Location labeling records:
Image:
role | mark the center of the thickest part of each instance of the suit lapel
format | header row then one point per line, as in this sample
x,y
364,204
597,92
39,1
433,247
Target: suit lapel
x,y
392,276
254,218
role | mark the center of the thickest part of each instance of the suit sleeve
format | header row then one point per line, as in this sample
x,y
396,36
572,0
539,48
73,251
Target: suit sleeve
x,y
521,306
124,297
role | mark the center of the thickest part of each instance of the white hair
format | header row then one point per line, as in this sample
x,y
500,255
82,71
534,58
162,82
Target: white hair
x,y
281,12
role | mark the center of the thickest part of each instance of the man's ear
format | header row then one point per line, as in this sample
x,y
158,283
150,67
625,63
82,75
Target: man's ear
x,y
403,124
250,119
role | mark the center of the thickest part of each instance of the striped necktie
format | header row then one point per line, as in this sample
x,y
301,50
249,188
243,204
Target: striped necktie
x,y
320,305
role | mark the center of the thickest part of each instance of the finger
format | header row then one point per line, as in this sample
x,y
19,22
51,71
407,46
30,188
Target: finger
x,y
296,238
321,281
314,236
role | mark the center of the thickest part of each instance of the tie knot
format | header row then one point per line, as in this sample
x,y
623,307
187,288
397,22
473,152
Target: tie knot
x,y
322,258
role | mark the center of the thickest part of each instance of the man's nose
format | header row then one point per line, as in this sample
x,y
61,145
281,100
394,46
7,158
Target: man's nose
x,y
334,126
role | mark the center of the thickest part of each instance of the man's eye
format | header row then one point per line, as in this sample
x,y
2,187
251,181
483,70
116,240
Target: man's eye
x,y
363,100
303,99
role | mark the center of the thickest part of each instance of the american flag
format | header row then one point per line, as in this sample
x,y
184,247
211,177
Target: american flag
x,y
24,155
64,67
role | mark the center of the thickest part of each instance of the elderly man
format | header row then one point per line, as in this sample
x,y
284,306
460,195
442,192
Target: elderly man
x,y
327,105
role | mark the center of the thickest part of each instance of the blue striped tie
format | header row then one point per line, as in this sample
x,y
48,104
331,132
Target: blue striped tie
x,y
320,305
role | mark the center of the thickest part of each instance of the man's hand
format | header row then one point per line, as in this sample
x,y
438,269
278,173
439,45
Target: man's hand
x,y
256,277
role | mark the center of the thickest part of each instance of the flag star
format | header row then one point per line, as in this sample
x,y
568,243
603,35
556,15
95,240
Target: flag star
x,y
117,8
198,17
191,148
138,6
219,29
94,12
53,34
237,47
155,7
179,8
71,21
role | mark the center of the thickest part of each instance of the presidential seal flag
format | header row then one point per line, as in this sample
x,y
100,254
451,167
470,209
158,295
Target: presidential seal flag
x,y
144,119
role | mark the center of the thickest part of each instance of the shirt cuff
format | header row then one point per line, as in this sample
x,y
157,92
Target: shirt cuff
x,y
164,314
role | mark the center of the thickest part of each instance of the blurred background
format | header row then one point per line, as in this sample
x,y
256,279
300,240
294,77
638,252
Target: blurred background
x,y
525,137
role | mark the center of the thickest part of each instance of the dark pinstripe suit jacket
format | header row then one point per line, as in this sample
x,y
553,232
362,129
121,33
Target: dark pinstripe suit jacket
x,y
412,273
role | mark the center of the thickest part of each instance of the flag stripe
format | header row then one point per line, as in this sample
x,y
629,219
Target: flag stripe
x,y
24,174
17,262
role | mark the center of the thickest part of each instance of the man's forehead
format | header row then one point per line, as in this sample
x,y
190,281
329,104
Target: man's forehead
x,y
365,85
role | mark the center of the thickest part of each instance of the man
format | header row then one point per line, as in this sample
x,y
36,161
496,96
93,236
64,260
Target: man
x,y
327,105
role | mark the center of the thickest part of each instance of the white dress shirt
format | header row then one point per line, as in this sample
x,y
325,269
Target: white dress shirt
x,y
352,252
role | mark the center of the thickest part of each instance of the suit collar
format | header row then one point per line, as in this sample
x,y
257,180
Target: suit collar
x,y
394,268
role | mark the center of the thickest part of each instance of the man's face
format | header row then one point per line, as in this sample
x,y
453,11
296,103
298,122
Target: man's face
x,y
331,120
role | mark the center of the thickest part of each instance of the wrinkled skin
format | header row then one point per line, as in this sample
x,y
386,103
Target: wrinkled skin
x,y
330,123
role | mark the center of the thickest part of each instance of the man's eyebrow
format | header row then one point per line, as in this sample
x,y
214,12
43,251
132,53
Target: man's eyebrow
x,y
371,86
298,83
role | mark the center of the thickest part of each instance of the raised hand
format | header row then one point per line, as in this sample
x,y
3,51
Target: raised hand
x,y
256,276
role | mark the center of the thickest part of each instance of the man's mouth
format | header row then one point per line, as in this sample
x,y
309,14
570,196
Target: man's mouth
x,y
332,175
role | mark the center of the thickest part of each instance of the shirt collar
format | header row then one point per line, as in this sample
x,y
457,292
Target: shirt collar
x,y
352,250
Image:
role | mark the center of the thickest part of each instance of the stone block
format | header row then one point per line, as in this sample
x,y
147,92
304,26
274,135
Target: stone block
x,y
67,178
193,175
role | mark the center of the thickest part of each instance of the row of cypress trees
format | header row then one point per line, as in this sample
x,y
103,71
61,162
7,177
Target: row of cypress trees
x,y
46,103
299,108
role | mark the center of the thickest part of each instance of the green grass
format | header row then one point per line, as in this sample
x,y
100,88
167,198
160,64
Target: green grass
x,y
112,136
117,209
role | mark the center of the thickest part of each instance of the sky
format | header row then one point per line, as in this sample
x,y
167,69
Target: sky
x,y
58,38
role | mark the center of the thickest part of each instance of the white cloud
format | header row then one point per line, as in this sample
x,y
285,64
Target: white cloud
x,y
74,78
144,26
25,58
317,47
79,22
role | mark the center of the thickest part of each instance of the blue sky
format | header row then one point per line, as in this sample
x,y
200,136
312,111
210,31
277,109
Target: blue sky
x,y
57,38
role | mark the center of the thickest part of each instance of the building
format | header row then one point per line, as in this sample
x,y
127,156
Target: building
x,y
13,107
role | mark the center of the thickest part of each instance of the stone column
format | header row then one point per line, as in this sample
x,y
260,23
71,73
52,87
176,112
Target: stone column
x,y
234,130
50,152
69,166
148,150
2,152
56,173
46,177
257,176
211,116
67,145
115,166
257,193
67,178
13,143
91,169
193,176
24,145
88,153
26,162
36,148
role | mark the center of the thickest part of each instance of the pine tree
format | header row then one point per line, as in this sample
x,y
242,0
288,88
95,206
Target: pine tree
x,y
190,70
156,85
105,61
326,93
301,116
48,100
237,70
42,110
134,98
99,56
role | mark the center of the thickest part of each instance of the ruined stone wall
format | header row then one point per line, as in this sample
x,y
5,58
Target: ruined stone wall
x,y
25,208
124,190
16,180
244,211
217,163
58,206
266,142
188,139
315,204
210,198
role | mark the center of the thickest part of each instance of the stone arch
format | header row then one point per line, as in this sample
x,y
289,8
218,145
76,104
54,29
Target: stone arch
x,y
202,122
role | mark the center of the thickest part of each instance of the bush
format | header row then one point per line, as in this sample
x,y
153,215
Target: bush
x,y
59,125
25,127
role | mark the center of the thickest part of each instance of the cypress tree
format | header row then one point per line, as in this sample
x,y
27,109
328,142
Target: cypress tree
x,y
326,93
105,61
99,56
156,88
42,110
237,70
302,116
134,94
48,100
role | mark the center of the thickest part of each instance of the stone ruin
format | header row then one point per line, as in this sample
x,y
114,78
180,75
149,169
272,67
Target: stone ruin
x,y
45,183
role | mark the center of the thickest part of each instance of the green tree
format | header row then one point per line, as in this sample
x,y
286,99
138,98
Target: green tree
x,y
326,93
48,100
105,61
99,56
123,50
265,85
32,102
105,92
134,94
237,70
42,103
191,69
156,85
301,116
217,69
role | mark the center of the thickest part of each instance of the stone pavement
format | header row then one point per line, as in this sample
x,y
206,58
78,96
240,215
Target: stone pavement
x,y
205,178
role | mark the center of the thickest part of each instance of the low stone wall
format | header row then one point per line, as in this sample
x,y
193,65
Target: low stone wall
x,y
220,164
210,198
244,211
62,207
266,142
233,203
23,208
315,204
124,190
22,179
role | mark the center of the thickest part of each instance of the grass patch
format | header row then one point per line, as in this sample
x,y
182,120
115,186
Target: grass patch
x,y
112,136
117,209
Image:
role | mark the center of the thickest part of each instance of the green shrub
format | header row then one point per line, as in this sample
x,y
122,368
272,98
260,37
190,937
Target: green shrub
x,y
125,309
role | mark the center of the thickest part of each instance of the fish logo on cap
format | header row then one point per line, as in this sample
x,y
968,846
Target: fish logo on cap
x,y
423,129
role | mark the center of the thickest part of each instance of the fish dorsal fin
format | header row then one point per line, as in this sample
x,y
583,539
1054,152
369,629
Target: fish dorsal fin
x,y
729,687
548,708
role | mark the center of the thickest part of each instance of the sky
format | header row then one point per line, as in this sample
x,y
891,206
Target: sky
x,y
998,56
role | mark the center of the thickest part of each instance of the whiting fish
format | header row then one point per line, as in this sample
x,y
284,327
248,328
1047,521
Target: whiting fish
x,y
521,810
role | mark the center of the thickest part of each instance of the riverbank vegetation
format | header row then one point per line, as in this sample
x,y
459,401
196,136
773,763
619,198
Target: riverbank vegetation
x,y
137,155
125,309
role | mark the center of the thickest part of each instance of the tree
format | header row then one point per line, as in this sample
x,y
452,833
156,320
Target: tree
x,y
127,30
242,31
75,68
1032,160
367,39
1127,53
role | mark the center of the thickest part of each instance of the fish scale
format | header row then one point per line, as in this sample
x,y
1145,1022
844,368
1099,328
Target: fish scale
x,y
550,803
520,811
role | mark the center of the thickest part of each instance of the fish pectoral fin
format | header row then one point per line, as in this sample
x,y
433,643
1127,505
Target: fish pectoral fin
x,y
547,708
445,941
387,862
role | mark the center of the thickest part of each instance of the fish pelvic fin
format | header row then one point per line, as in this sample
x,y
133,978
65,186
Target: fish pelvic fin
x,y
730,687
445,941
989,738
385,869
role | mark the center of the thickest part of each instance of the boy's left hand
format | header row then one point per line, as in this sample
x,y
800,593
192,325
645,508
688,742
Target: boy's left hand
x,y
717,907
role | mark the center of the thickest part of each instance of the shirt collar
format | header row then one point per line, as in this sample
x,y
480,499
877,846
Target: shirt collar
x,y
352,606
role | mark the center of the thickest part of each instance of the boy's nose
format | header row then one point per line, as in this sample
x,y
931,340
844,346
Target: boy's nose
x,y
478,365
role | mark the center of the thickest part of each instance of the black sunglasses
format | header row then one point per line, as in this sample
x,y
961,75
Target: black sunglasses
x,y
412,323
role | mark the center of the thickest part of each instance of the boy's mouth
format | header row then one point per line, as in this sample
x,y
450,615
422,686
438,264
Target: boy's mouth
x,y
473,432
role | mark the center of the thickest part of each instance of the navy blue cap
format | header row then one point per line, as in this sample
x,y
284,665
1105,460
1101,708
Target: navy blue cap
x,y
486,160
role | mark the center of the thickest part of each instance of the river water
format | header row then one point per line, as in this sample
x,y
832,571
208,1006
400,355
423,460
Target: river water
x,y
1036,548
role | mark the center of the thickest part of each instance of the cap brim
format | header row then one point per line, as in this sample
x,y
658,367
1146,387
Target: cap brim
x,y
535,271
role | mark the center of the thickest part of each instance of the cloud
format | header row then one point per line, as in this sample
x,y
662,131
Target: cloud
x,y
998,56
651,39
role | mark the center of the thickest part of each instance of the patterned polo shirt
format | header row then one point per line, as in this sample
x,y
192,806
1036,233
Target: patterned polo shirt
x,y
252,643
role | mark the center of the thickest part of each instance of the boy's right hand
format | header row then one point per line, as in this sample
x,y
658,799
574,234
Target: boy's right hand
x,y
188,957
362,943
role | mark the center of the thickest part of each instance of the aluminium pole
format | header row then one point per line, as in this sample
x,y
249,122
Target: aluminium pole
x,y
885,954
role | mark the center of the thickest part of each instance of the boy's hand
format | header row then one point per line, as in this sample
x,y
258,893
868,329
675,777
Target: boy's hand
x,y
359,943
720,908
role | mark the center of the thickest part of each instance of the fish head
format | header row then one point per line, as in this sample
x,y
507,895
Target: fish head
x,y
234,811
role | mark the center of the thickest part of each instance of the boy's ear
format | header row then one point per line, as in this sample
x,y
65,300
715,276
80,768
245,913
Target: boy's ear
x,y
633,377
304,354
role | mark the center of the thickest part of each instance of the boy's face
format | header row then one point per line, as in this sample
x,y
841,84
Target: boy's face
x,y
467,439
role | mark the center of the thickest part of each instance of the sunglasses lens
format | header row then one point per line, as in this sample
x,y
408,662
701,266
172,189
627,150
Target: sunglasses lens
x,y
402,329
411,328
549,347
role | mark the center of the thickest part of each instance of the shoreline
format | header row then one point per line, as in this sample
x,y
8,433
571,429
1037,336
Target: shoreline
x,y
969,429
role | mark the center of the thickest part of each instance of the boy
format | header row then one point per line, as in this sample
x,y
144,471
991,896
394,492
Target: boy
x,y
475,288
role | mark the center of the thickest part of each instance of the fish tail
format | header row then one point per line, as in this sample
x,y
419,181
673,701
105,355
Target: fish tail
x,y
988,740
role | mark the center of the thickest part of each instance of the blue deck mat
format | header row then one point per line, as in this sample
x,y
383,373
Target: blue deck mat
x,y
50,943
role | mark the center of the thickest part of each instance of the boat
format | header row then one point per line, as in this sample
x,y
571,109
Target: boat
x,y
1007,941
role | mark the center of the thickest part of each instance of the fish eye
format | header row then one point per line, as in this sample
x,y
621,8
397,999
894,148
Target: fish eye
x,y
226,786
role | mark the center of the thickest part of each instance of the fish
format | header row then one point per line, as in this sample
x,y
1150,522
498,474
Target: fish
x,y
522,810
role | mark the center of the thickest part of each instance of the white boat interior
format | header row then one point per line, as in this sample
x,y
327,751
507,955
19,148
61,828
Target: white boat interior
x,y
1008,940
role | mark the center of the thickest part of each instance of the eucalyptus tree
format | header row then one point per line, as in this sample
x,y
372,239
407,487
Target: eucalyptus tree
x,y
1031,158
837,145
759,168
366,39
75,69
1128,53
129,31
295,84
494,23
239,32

- CHALLENGE:
Copy out the lines above exactly, starting at the line that contains "of the boat" and ending with the last line of the records.

- ANSWER TO THE EXERCISE:
role | mark the center of the thickest part of each instance of the boat
format | header row then one point per line, as in this sample
x,y
571,109
Target: boat
x,y
1007,941
role | mark the center of the thickest part of each instance of the fish eye
format | header row then one point per line, as in this sample
x,y
621,8
397,999
894,148
Target: fish eye
x,y
226,786
role | mark the center of the thickest part of each instance of the fish
format | header row then one point per line, as in this sample
x,y
1150,522
498,474
Target: fish
x,y
522,810
role | mark the center of the thickest part of each instance of the white boat interior
format | header row then one point per line, as in this sample
x,y
327,751
507,955
19,148
61,828
Target: white boat interior
x,y
1008,940
role | mark the center of the thickest part of each instance of the eucalyptus tree
format | header row then one point per line, as in this sample
x,y
372,239
407,487
Target: eucalyptus tree
x,y
1031,158
837,145
759,168
366,39
75,69
1128,53
129,31
295,84
494,23
239,32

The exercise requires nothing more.